• [INSTRUCTION]: Copy every item below verbatim, and leave the picture out of your copy.

(Coordinate annotation items)

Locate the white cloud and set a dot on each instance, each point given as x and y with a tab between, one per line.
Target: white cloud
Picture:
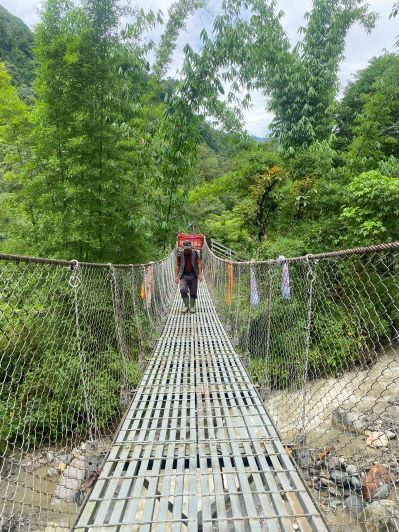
360	47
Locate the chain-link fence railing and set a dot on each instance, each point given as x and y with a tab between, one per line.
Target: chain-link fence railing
319	335
74	339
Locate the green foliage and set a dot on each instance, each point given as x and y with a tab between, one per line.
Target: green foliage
16	42
372	211
253	51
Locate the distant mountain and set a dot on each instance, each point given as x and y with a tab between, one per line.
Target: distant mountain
16	42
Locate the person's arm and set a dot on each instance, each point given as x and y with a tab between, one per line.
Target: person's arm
199	262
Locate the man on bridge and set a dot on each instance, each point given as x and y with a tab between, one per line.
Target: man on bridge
188	273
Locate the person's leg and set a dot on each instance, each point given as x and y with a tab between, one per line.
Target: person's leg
183	286
193	285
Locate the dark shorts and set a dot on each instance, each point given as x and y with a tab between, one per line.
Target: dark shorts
188	282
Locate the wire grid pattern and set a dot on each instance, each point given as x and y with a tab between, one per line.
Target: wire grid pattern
322	344
74	340
197	450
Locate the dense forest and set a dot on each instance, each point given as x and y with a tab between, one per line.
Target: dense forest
104	157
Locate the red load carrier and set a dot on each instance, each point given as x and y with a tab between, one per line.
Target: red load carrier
197	241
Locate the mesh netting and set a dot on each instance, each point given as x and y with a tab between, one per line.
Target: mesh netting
319	335
74	339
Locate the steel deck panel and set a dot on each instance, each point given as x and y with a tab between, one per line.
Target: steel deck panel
197	449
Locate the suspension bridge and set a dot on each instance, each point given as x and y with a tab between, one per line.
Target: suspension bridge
198	445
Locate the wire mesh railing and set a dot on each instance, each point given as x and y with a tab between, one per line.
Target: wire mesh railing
74	339
319	335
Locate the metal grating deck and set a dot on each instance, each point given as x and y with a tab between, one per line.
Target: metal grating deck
197	450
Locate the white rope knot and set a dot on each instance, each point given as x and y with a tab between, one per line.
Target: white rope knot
74	280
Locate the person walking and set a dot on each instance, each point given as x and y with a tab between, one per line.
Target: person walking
188	273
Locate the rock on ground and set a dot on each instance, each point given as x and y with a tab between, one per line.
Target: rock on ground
70	482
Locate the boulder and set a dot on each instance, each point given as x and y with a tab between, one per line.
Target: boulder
375	478
354	504
70	482
377	439
380	516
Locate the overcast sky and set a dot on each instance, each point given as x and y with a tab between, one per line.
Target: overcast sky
360	47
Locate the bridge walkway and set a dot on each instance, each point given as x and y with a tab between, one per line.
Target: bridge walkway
197	450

• [SOLUTION FOR THIS PROBLEM]:
Locate the white cloud and set a dot on each instance, each point given as x and y with a tab between, one per line.
Target: white cloud
Picture:
360	47
Locate the chain-link fence railing and set a dot on each instance, each point given as x and y with a tab between, one per line.
Target: chain-link fence railing
319	335
74	339
Locate the green foliage and set a dot on each instance, each point given as x and y with a tab between, one per line.
Target: green foliage
16	42
372	211
253	51
Locate the distant mountain and set a dot on each instance, each point given as x and y with a tab between, one per line.
Target: distant mountain
16	42
Locate the person's arm and set a dot on each instance, each point given as x and y with a tab between, one per line.
Target: person's arm
199	262
Locate the man on bridge and set a dot on each instance, each point given as x and y with a tab between, one per line.
Target: man on bridge
188	273
Locate the person's leg and set a dot on each instance, each point given as x and y with a tab between, one per line.
Target: person's leg
183	286
193	285
Locate the dark shorts and set a dot on each instance, each point given as x and y with a tab between, one per line.
Target: dark shorts
188	282
Locate the wire grid pattern and set a dot on each instance, each point given as x and y with a tab between, one per line.
Target: wire grid pattern
322	344
74	340
197	450
Locate the dense forest and set a dot on each instance, each point given as x and y with a tab between, one per line.
Target: dense forest
104	157
Locate the red load carrier and set a dot on each instance, each point given as x and y with a tab between, one per line.
Target: red load carrier
197	241
Locate the mesh netting and set a dot on each instance, each point given as x and y with a tab between, one per line.
Target: mesh netting
319	335
74	339
Locate the steel deck panel and set a dot on each instance, each point given as x and y with a tab between, one per line.
Target: steel deck panel
197	449
Locate the suspension bridge and set a dot on each instance, each point given as x and y with a tab between, one per line.
Target: suspension bridge
198	445
Locate the wire mesh railing and set a dot on each instance, each point given as x and y with a tab between, one per line.
Target: wire mesh railing
74	339
319	335
Locate the metal grating deck and set a dot on each instance, each point given as x and y with a tab between, one per line.
Target: metal grating deck
197	450
Locate the white rope knot and set a dot on each instance, each point given as x and y with a tab between, one per line.
Target: white rope knot
74	280
Locate the person walking and set a dot on each instance, each point given as x and y with a tab between, one per line.
Target: person walking
188	273
Locate the rock on ground and set a dot on each instance, each point given as x and y with a tab between, one per line.
Target: rock on ground
70	482
Locate the boulder and set a dot on each instance, each point given as x and y with a tab between, one per line.
Target: boulder
375	478
354	504
70	482
377	439
380	516
Locate the overcast sky and set a dot on each instance, each point given as x and y with a tab between, one per line.
Target: overcast sky
360	47
Locate the bridge walkway and set a dot on each instance, each point given as x and y with a tab between, one per line.
Target: bridge walkway
197	450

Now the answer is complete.